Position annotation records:
= = = = =

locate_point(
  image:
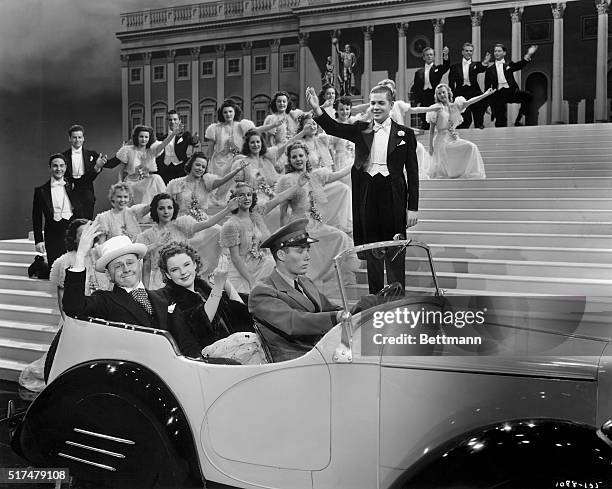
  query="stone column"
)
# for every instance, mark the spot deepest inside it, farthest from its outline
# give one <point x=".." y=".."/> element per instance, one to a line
<point x="368" y="30"/>
<point x="516" y="15"/>
<point x="557" y="75"/>
<point x="274" y="71"/>
<point x="195" y="90"/>
<point x="170" y="77"/>
<point x="147" y="86"/>
<point x="246" y="79"/>
<point x="438" y="39"/>
<point x="601" y="74"/>
<point x="400" y="83"/>
<point x="220" y="48"/>
<point x="303" y="40"/>
<point x="125" y="125"/>
<point x="476" y="19"/>
<point x="335" y="37"/>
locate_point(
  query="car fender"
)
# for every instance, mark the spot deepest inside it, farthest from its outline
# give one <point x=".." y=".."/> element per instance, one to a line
<point x="52" y="418"/>
<point x="517" y="453"/>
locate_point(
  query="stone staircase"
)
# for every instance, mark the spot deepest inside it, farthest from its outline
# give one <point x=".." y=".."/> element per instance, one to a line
<point x="540" y="224"/>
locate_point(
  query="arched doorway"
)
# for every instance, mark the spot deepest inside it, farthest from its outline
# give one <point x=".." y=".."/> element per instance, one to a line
<point x="537" y="84"/>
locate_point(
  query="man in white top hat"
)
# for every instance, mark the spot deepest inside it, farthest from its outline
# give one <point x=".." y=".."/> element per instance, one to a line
<point x="128" y="302"/>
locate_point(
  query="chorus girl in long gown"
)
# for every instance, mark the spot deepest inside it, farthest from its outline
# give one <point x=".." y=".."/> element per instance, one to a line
<point x="121" y="219"/>
<point x="305" y="203"/>
<point x="335" y="202"/>
<point x="228" y="135"/>
<point x="139" y="166"/>
<point x="452" y="157"/>
<point x="168" y="227"/>
<point x="243" y="233"/>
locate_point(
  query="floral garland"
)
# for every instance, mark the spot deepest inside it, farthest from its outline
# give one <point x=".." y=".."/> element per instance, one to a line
<point x="255" y="250"/>
<point x="314" y="211"/>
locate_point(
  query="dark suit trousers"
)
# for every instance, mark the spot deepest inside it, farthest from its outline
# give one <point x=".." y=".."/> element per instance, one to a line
<point x="170" y="172"/>
<point x="378" y="220"/>
<point x="473" y="112"/>
<point x="426" y="99"/>
<point x="55" y="234"/>
<point x="510" y="95"/>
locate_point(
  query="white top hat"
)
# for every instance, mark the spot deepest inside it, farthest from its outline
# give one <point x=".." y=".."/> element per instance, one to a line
<point x="118" y="246"/>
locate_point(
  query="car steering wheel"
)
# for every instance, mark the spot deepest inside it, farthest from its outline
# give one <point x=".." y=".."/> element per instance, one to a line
<point x="390" y="291"/>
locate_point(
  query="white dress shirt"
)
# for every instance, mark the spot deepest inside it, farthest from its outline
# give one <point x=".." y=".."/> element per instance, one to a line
<point x="378" y="153"/>
<point x="78" y="168"/>
<point x="170" y="157"/>
<point x="501" y="78"/>
<point x="62" y="208"/>
<point x="427" y="84"/>
<point x="466" y="72"/>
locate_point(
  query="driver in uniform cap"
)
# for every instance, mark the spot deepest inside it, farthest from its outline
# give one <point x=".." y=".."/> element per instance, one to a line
<point x="292" y="313"/>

= = = = =

Exactly reproduce each record, leaving out any pictures.

locate_point(
  image:
  query="stone column"
)
# for every instance, mark the spot deepest inside it, farthest from its outline
# give one <point x=".." y=".."/> element per instance, one to a line
<point x="368" y="30"/>
<point x="516" y="15"/>
<point x="557" y="75"/>
<point x="274" y="71"/>
<point x="195" y="90"/>
<point x="170" y="77"/>
<point x="147" y="86"/>
<point x="246" y="79"/>
<point x="438" y="39"/>
<point x="601" y="74"/>
<point x="400" y="83"/>
<point x="220" y="48"/>
<point x="303" y="40"/>
<point x="125" y="125"/>
<point x="476" y="19"/>
<point x="335" y="37"/>
locate_point(
  query="car fender"
)
# for every instance, mark the spot deepest inside it, farthest from its outline
# give one <point x=".." y=".."/> element per instance, one to a line
<point x="52" y="418"/>
<point x="517" y="453"/>
locate_point(
  query="stone staircase"
)
# for every instance, mark the spot deepest inside it, farthest from its outline
# give one <point x=".." y=".."/> element per instance, one to a line
<point x="540" y="224"/>
locate_point(
  query="arched doorway"
)
# for every instance, mark the spot deepest inside it, farthest from its outline
# give one <point x=".." y=".."/> element per instance, one to a line
<point x="537" y="84"/>
locate_point(
  query="man in white top hat"
)
# for every instance, mark the spot deepest inside it, farthest from its outline
# give one <point x=".." y=".."/> element per instance, one to a line
<point x="128" y="302"/>
locate_point(
  query="chorus girl in long gown"
)
# for every instance, mark the spot deepest inside it, farthest from its outline
# give one <point x=".." y=".."/> element per instance, one to a line
<point x="121" y="219"/>
<point x="305" y="203"/>
<point x="335" y="202"/>
<point x="228" y="135"/>
<point x="139" y="166"/>
<point x="452" y="157"/>
<point x="168" y="227"/>
<point x="243" y="233"/>
locate_point(
  query="floral garland"
)
# for every instance, mark the spot deepest inside it, farthest from its outline
# give one <point x=".." y=".."/> element per instance, one to a line
<point x="255" y="250"/>
<point x="314" y="211"/>
locate_point(
  query="dark suit trousers"
)
# for every instance, mark the spot deepest inside it, farthest from its outline
# give one <point x=".." y=".."/> element per instance, one to a line
<point x="170" y="172"/>
<point x="378" y="220"/>
<point x="473" y="112"/>
<point x="426" y="99"/>
<point x="55" y="234"/>
<point x="510" y="95"/>
locate_point(
  query="white top hat"
)
# for every instance, mark the spot deepest inside it, farthest from its outline
# give one <point x=".." y=".."/> element per instance, one to a line
<point x="118" y="246"/>
locate_point(
  query="car steering wheel"
)
# for every instance, mark the spot deepest inside it, farthest from its outline
# give one <point x=".." y=".."/> element per instance, one to a line
<point x="390" y="291"/>
locate_point(
  query="white dress shirt"
)
# for every instance, mark the spot deepest inside it, farthest from its outline
# give one <point x=".." y=".."/> element per instance, one to a line
<point x="378" y="153"/>
<point x="78" y="168"/>
<point x="170" y="157"/>
<point x="501" y="78"/>
<point x="62" y="208"/>
<point x="427" y="84"/>
<point x="466" y="72"/>
locate_point(
  query="driver in uniform cap"
)
# for every instance, mark the spot deepest inside it, farthest from its outline
# give one <point x=".." y=".."/> element per instance, one to a line
<point x="292" y="313"/>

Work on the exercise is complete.